#### [EXERCISE]
Print the lines below word for word, leaving out the pictures.

[Point annotation data]

######

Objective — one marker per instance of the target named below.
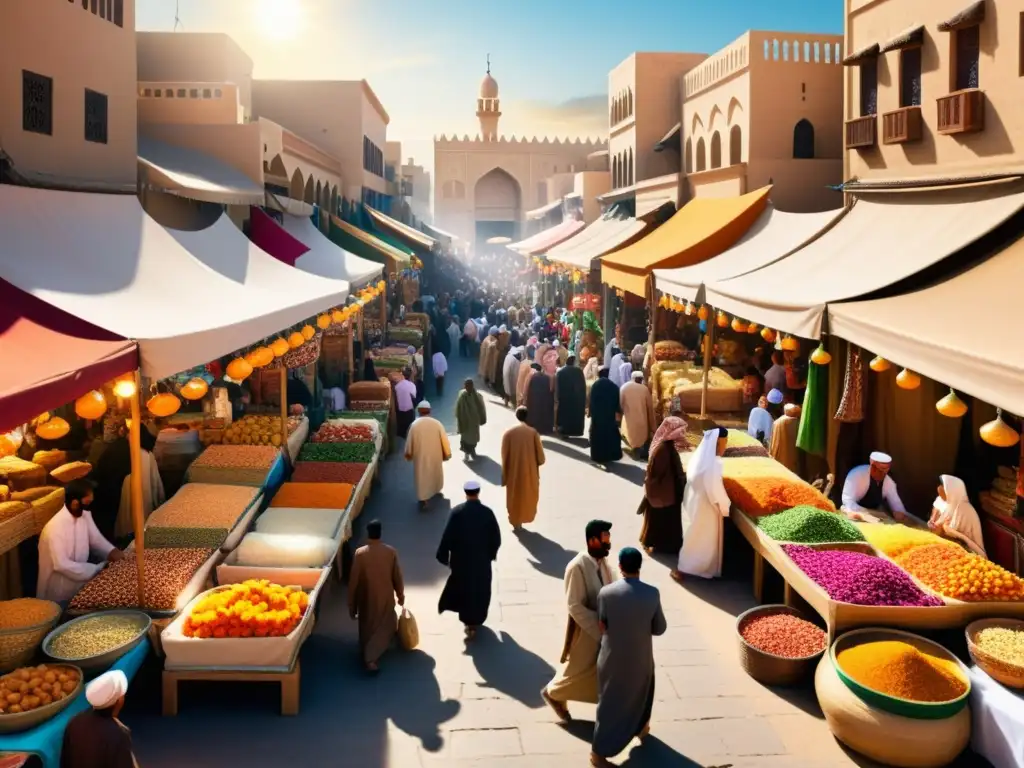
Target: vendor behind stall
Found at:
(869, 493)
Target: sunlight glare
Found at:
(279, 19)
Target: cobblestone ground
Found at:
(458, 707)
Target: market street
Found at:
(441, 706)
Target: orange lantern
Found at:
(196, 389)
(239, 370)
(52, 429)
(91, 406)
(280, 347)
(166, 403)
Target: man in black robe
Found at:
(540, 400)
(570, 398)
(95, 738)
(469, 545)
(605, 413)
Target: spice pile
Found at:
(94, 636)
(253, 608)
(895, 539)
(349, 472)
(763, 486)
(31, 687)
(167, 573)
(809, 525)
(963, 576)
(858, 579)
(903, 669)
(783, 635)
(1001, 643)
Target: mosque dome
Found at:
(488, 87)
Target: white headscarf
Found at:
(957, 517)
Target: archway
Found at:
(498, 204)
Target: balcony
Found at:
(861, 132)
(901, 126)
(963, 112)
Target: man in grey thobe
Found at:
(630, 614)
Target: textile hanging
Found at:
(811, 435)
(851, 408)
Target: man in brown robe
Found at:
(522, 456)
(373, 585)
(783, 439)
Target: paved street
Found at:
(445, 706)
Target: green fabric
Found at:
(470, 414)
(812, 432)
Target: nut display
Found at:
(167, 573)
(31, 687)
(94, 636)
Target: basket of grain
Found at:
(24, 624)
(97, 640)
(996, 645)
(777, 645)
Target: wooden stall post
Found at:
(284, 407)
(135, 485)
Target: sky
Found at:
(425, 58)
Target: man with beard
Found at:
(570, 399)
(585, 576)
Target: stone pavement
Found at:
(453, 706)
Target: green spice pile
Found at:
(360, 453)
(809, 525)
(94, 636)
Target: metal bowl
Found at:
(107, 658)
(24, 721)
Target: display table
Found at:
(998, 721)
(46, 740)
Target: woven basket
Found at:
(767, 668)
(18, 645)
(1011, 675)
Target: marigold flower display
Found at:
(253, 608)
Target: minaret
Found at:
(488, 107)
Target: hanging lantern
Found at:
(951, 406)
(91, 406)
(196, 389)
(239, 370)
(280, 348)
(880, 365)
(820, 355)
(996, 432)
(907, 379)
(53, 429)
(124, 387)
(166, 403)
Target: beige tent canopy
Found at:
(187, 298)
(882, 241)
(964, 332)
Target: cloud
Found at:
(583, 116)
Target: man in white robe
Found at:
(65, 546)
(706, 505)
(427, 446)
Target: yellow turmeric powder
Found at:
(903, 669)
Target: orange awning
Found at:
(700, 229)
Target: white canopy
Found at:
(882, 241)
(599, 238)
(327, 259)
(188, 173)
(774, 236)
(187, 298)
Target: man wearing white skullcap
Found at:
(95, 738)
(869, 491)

######

#### [SOLVED PROBLEM]
Objective — one marker per instance of the target named below.
Target: vendor behind stall
Found at:
(869, 493)
Target: sunlight glare
Found at:
(279, 19)
Target: cobblestone ground
Found at:
(458, 707)
Target: market street
Found at:
(441, 706)
Target: orange lantern
Found at:
(196, 389)
(239, 370)
(52, 429)
(91, 406)
(280, 347)
(166, 403)
Target: man in black robe
Found at:
(540, 400)
(570, 398)
(95, 738)
(469, 545)
(605, 413)
Target: spice pile
Found at:
(94, 636)
(253, 608)
(895, 539)
(349, 472)
(763, 486)
(31, 687)
(167, 573)
(809, 525)
(963, 576)
(858, 579)
(903, 669)
(783, 635)
(1001, 643)
Target: mosque dome
Found at:
(488, 87)
Target: white headscarf
Found at:
(957, 517)
Target: archway
Found at:
(498, 204)
Target: balcony
Found at:
(861, 132)
(901, 126)
(963, 112)
Target: man in grey thobe
Found at:
(630, 614)
Target: textile hanging
Found at:
(811, 435)
(851, 408)
Target: man in brown robe
Found at:
(522, 456)
(373, 585)
(783, 439)
Target: paved street
Found at:
(445, 706)
Target: green fabric
Found at:
(470, 414)
(812, 432)
Target: nut display
Found at:
(167, 573)
(31, 687)
(94, 636)
Target: basket of grain
Found at:
(24, 624)
(97, 640)
(996, 645)
(777, 645)
Target: wooden stall post
Found at:
(284, 407)
(135, 485)
Target: sky
Found at:
(425, 58)
Target: man with beard
Found at:
(570, 399)
(585, 576)
Target: stone pavement
Found at:
(453, 706)
Target: green spice pile
Found at:
(360, 453)
(809, 525)
(94, 636)
Target: metal bowl
Found at:
(107, 658)
(24, 721)
Target: display table
Found at:
(998, 721)
(46, 740)
Target: woven basket
Found at:
(767, 668)
(18, 645)
(1011, 675)
Target: marigold flower display
Found at:
(253, 608)
Target: minaret
Found at:
(488, 107)
Target: hanging lantern
Found at:
(951, 406)
(91, 406)
(196, 389)
(239, 370)
(280, 348)
(880, 365)
(820, 355)
(996, 432)
(907, 379)
(53, 429)
(124, 387)
(166, 403)
Target: beige tent canopy
Found at:
(187, 298)
(882, 241)
(964, 332)
Target: cloud
Found at:
(583, 116)
Target: man in white robe
Found at:
(65, 546)
(706, 505)
(427, 446)
Target: yellow turmeric powder
Found at:
(903, 669)
Target: orange awning
Found at:
(700, 229)
Target: white canopy
Found at:
(882, 241)
(599, 238)
(327, 259)
(188, 173)
(774, 236)
(187, 298)
Target: man wearing white skullcap
Found at:
(95, 738)
(869, 491)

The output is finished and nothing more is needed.